◆ Aim of the exercise
Go to the line containing "One point belongs on each instance of the shadow" and return it and each line after it exactly, through the end of the data below, and nothing more.

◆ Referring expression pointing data
Content starts

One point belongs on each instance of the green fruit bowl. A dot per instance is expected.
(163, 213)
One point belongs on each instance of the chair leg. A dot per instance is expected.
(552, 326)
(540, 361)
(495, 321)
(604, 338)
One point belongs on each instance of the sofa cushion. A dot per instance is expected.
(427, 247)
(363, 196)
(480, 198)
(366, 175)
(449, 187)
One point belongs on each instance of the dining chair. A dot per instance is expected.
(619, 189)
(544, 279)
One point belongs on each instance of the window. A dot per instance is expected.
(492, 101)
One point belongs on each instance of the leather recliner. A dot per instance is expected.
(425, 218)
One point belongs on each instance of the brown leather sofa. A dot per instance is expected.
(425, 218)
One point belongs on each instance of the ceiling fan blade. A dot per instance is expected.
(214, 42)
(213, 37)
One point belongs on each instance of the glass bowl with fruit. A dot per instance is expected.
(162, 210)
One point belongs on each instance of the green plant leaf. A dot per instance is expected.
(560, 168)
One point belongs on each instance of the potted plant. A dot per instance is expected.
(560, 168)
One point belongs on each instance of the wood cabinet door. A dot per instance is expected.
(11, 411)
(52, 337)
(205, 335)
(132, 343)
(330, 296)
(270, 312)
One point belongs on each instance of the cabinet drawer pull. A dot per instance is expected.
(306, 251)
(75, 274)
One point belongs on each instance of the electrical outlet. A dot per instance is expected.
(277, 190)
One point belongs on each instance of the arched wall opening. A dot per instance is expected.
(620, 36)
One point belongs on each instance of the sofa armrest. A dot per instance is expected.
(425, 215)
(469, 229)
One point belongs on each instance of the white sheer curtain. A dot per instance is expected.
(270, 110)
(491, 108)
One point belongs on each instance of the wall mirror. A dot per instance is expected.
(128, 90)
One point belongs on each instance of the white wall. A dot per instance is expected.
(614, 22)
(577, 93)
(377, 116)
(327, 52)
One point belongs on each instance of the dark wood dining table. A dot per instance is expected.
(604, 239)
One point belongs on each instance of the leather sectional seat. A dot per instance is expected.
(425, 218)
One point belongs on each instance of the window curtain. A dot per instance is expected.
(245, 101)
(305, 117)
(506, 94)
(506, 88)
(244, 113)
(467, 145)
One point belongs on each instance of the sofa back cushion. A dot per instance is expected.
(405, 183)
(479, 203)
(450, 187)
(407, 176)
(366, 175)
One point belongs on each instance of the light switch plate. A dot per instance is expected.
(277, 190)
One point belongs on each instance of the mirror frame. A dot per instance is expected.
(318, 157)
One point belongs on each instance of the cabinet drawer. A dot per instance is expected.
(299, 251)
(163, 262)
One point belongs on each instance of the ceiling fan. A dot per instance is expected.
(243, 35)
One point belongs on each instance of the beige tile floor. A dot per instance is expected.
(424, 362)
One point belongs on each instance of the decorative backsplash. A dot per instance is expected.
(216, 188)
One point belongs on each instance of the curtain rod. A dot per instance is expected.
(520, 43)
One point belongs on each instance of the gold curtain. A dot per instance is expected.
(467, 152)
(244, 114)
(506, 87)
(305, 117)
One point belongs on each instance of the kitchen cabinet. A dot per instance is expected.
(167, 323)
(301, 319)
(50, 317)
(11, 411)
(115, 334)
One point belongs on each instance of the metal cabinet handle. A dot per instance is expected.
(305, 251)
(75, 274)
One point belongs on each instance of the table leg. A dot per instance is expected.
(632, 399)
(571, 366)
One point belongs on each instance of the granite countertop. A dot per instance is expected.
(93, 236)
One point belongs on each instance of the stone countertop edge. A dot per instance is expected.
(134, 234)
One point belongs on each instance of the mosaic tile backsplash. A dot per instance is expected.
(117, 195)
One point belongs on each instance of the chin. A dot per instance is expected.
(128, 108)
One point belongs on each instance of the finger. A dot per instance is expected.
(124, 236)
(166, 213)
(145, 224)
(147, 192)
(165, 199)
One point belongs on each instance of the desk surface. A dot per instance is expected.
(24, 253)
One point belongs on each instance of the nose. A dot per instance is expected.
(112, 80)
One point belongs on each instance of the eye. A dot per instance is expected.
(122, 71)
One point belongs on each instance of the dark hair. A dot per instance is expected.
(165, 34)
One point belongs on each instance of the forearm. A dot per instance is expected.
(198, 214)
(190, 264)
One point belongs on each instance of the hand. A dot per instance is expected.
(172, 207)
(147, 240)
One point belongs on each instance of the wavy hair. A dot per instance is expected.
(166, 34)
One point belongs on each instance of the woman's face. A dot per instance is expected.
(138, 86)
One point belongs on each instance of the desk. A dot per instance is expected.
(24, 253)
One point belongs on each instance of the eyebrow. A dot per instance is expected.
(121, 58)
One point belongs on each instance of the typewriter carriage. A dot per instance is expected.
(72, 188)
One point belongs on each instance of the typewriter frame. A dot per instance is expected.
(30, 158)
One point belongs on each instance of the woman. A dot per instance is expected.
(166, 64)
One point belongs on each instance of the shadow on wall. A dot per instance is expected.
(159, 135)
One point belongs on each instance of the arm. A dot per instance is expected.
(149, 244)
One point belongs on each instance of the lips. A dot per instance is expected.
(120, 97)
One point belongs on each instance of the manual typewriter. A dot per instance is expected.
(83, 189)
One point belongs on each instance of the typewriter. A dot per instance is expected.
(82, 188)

Content ends

◆ Solution for this exercise
One point belongs on each instance of the shadow on wall. A dot per instance is expected.
(159, 135)
One point belongs on each instance of the arm. A dot per instance is expected.
(149, 244)
One point belongs on each instance of the lips. A dot per instance is expected.
(120, 97)
One point belongs on each instance of the manual typewriter. A dot per instance is expected.
(83, 189)
One point belongs on each instance of the typewriter. A dot per instance is expected.
(82, 188)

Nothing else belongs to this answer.